*EXERCISE AIM*. Return every line of the records below that contains the string "woman", treating uppercase and lowercase letters as different.

*INPUT FOR THIS TASK*.

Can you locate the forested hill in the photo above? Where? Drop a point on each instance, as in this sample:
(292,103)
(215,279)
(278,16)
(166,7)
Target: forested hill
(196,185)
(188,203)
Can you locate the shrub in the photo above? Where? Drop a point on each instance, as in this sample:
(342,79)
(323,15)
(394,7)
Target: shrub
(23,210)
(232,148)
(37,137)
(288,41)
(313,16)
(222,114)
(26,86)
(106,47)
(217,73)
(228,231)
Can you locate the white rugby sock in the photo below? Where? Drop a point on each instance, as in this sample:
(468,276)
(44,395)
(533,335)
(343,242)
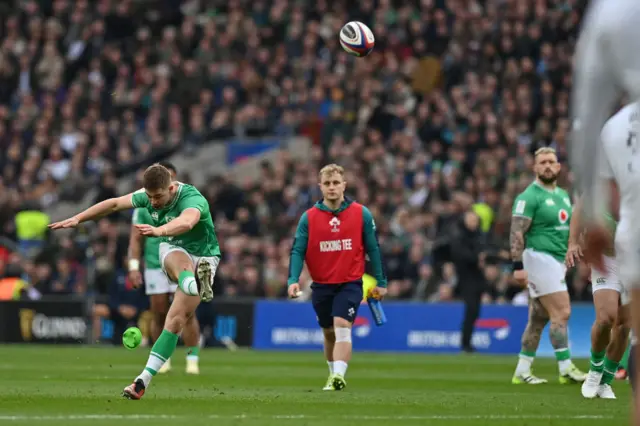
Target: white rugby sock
(146,377)
(564,365)
(524,365)
(340,367)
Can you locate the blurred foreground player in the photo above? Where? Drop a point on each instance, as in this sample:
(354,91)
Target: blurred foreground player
(189,248)
(610,330)
(333,238)
(157,285)
(606,65)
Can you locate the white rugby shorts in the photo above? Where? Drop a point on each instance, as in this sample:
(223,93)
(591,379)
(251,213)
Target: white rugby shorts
(546,273)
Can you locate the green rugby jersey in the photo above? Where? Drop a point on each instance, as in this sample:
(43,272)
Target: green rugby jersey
(201,240)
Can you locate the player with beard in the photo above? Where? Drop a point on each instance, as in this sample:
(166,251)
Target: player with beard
(539,241)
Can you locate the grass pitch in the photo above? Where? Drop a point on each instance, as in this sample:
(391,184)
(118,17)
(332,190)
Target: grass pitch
(73,386)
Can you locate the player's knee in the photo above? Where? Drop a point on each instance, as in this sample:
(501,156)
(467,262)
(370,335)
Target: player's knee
(561,315)
(329,334)
(175,322)
(606,317)
(343,334)
(160,317)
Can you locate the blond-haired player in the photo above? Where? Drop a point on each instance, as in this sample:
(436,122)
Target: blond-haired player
(333,238)
(539,240)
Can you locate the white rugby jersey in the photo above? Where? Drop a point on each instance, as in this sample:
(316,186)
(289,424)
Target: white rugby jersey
(607,64)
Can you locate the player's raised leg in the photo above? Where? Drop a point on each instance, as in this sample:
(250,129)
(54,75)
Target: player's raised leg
(179,267)
(605,301)
(159,308)
(558,305)
(538,319)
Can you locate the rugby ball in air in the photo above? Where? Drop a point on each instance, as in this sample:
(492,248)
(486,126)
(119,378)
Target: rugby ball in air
(357,39)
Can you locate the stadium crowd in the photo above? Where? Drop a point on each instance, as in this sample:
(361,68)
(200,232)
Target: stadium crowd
(442,118)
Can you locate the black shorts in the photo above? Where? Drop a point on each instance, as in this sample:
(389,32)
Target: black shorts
(336,300)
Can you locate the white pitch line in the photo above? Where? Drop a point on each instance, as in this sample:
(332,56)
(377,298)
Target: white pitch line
(298,417)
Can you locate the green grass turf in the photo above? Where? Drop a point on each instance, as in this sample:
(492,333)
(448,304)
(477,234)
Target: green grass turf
(55,385)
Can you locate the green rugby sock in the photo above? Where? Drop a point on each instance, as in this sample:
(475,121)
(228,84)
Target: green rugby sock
(193,351)
(609,372)
(597,361)
(187,283)
(161,351)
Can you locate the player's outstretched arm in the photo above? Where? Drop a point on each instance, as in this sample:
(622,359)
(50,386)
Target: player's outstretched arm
(134,251)
(103,208)
(372,248)
(298,250)
(576,233)
(519,227)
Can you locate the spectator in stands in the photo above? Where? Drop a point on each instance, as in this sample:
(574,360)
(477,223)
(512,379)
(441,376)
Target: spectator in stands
(468,250)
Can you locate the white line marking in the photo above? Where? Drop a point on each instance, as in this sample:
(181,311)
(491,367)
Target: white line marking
(298,417)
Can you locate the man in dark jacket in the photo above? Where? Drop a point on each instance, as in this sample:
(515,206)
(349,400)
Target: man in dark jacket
(467,253)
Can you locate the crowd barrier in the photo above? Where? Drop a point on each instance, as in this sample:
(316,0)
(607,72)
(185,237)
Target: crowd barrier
(284,325)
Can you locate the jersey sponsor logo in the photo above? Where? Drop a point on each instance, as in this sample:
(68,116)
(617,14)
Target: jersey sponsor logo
(336,245)
(563,216)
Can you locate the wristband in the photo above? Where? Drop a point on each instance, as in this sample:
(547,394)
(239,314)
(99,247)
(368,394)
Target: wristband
(134,265)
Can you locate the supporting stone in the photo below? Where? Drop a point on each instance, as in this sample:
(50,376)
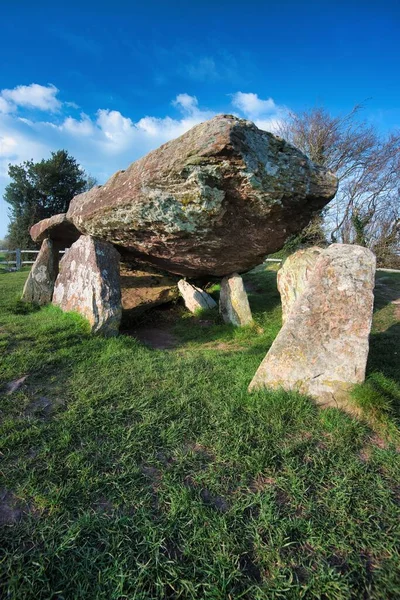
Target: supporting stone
(195,298)
(88,283)
(39,286)
(322,348)
(233,302)
(143,288)
(293,276)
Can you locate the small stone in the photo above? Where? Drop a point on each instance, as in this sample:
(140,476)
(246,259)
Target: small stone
(293,276)
(233,302)
(195,298)
(39,286)
(88,283)
(143,288)
(322,348)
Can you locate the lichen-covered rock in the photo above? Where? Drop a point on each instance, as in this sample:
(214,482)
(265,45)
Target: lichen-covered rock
(88,283)
(212,202)
(39,286)
(322,348)
(58,228)
(142,288)
(233,302)
(195,298)
(293,276)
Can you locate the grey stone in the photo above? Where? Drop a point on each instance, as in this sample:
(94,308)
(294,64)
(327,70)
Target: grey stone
(88,283)
(233,302)
(195,298)
(39,286)
(322,348)
(293,276)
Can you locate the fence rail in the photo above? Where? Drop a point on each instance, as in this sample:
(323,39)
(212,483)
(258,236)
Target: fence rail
(18,262)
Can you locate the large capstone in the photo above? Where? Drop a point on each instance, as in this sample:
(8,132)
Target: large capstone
(39,286)
(293,276)
(88,283)
(212,202)
(322,348)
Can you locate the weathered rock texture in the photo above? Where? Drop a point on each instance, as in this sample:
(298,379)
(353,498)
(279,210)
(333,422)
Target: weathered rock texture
(233,302)
(293,276)
(39,286)
(88,283)
(195,298)
(322,348)
(143,288)
(212,202)
(58,228)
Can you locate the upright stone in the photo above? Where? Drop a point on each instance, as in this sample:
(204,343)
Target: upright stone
(195,298)
(322,348)
(233,302)
(39,286)
(293,276)
(89,283)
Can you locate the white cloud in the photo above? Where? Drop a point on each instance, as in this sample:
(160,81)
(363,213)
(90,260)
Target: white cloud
(109,140)
(33,96)
(5,107)
(266,114)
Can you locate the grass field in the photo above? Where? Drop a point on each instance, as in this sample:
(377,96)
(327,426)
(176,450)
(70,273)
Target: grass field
(135,473)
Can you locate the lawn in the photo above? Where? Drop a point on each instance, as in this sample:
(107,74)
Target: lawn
(136,473)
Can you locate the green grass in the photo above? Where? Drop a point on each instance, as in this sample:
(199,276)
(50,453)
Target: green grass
(144,474)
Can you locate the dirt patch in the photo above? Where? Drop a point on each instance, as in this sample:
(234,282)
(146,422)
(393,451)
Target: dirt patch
(260,483)
(154,337)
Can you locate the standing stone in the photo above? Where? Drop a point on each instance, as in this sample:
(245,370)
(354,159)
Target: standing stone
(194,297)
(39,286)
(214,201)
(233,302)
(293,276)
(322,348)
(88,283)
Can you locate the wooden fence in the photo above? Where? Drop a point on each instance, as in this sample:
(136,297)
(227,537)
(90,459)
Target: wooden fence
(19,261)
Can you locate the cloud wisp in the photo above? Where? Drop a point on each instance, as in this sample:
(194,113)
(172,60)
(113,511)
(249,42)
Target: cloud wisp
(106,141)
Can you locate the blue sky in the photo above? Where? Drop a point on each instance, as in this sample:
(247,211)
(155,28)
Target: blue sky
(109,81)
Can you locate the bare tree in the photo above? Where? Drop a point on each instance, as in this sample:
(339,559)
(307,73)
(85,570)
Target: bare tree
(366,209)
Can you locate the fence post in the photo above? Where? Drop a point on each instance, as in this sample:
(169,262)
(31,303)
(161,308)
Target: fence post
(18,263)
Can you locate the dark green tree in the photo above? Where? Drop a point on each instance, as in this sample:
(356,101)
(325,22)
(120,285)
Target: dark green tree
(39,190)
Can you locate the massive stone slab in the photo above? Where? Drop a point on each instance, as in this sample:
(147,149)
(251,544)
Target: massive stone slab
(39,286)
(293,276)
(212,202)
(58,228)
(194,297)
(322,348)
(89,283)
(233,302)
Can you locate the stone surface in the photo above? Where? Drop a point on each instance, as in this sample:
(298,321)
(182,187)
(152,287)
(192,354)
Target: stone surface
(194,297)
(58,228)
(39,286)
(293,276)
(142,288)
(88,283)
(322,348)
(233,302)
(212,202)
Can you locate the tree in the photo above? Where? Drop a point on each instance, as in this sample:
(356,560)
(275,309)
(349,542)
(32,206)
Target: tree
(366,207)
(39,190)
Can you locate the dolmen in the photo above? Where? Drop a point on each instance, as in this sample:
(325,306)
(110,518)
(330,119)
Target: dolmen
(209,204)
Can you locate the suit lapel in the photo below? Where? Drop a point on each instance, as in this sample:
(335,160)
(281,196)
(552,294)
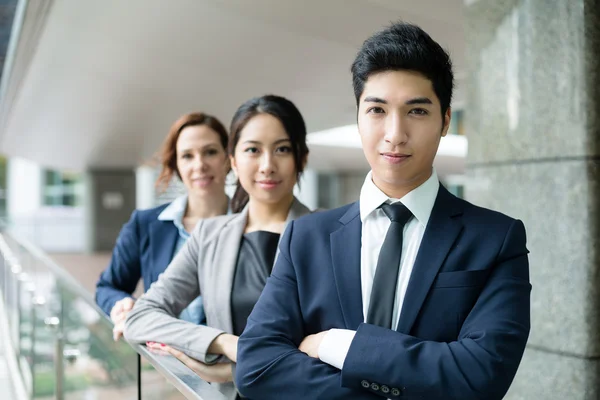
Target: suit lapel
(345,253)
(224,264)
(163,239)
(440,234)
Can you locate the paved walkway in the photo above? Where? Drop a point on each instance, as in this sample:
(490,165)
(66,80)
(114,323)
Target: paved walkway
(86,268)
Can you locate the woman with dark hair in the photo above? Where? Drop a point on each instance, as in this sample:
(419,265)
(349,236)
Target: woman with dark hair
(195,150)
(228,258)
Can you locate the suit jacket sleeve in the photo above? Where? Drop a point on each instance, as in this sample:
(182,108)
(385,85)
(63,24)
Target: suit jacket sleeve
(153,317)
(480,364)
(270,366)
(120,279)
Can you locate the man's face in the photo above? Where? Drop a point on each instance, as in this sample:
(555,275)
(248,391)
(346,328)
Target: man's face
(400,125)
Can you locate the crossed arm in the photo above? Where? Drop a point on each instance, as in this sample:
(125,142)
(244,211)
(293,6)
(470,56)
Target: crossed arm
(479,365)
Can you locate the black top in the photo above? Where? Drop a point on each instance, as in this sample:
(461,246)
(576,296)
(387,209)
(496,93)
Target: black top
(254,265)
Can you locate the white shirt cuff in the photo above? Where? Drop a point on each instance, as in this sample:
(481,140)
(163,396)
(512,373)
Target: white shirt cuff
(334,347)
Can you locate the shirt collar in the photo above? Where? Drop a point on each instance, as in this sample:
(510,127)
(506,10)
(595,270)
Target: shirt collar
(419,201)
(175,210)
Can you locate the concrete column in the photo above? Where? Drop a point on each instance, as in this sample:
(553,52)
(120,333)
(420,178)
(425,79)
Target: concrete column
(24,188)
(533,120)
(110,200)
(145,177)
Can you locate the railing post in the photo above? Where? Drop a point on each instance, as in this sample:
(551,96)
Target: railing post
(36,301)
(59,365)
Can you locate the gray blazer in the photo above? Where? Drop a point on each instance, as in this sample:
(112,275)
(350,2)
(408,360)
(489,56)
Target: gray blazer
(205,265)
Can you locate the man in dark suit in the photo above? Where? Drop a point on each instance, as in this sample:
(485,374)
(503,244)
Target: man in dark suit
(408,293)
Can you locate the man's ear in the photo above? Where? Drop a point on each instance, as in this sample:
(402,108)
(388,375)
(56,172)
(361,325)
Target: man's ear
(447,118)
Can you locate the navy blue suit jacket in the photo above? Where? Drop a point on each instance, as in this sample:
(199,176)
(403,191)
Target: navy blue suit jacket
(144,249)
(462,330)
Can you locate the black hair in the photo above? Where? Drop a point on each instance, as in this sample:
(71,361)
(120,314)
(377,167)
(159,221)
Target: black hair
(404,46)
(291,119)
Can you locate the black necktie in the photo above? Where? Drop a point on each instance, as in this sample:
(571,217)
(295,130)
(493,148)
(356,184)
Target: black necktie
(383,292)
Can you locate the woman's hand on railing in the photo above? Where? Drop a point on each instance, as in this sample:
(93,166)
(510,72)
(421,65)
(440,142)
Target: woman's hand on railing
(218,373)
(118,314)
(225,344)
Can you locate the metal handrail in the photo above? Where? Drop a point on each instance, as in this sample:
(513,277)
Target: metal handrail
(185,380)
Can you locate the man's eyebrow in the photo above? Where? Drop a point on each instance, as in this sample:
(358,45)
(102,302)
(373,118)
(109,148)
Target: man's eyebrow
(419,100)
(373,99)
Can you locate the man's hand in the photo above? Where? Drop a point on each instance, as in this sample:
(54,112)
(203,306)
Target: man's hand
(225,344)
(219,373)
(310,344)
(118,314)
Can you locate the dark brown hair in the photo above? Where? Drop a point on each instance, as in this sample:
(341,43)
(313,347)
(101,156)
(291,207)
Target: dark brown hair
(291,119)
(168,152)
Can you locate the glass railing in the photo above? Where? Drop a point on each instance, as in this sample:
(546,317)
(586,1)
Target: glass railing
(59,344)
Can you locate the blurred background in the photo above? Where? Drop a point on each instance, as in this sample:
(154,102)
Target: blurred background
(89,90)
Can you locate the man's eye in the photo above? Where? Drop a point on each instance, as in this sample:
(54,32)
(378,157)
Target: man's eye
(284,149)
(375,110)
(419,111)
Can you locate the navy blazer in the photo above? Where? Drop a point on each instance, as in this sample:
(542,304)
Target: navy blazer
(462,330)
(144,249)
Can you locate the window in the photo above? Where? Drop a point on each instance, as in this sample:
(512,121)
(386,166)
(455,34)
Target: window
(62,188)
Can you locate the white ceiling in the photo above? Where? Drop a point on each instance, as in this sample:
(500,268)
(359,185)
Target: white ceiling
(102,81)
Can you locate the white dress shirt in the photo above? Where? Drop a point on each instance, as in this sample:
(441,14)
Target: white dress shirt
(375,223)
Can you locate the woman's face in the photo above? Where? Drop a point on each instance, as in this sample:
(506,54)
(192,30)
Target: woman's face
(201,161)
(264,162)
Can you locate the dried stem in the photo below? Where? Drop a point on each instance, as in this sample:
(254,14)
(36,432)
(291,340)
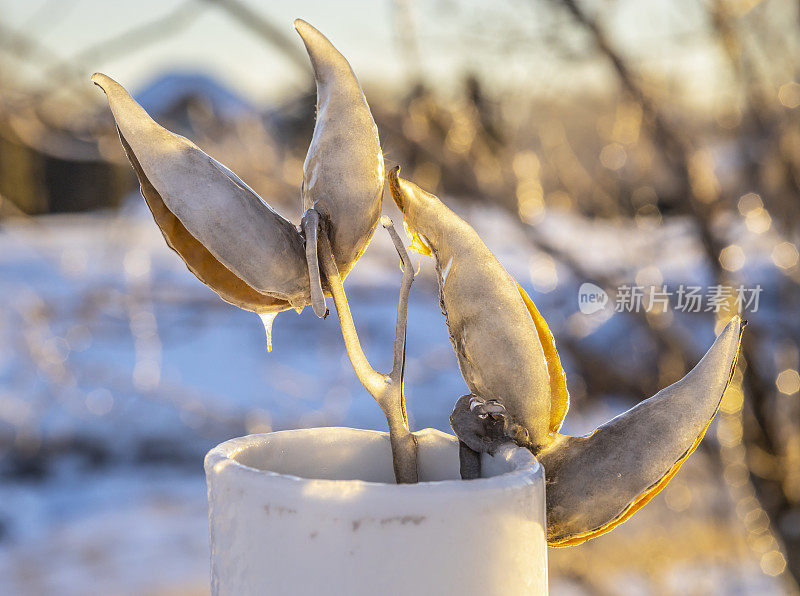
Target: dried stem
(310,226)
(386,389)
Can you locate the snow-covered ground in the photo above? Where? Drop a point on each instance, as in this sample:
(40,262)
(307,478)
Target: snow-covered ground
(119,370)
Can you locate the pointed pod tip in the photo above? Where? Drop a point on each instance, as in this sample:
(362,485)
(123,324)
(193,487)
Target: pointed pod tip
(306,30)
(100,80)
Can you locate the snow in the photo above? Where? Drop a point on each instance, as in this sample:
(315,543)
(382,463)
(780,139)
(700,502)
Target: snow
(119,370)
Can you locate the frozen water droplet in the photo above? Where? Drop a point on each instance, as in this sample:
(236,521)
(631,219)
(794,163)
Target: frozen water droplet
(268,318)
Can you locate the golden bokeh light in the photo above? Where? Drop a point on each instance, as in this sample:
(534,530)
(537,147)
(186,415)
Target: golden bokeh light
(788,381)
(785,255)
(732,257)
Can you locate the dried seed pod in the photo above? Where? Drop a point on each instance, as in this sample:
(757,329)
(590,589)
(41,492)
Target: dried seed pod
(228,237)
(596,482)
(343,174)
(497,342)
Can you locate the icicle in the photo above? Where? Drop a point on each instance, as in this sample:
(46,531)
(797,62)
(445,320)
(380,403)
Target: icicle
(268,318)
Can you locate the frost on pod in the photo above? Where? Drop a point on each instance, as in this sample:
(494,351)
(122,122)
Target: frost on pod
(343,173)
(231,239)
(594,482)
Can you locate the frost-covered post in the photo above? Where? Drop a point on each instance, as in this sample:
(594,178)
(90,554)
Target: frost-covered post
(345,511)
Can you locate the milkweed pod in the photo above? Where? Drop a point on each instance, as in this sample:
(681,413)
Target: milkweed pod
(493,333)
(227,236)
(598,481)
(343,174)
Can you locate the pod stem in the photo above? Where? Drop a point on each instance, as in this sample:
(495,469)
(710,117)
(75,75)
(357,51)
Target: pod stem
(310,227)
(387,389)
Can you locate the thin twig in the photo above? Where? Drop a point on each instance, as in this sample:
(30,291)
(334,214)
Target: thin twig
(310,226)
(386,389)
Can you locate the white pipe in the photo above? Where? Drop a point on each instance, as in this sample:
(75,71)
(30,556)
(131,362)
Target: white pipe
(316,511)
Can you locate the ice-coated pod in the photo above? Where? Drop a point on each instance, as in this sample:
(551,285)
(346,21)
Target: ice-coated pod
(499,345)
(596,482)
(228,237)
(343,174)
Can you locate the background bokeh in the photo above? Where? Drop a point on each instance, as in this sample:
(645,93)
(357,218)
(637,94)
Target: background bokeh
(612,142)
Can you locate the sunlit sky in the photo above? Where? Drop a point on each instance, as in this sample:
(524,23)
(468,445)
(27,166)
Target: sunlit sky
(504,40)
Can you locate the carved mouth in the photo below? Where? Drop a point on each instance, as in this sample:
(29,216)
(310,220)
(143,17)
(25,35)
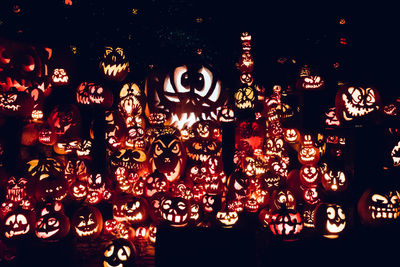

*CORRECT RESULT*.
Can you locate the woman with dark hair in the photo above? Where? Drop a point on each instance, as in this sample:
Target: woman with dark hair
Can you locate the woman's hand on railing in the photo above? Where? Drop a point on each instance, as in this sample:
Target: woman's hand on railing
Can you locate the woman's face in the photo above? Where? Drop a point on each instance, as in this sample:
Target: woman's face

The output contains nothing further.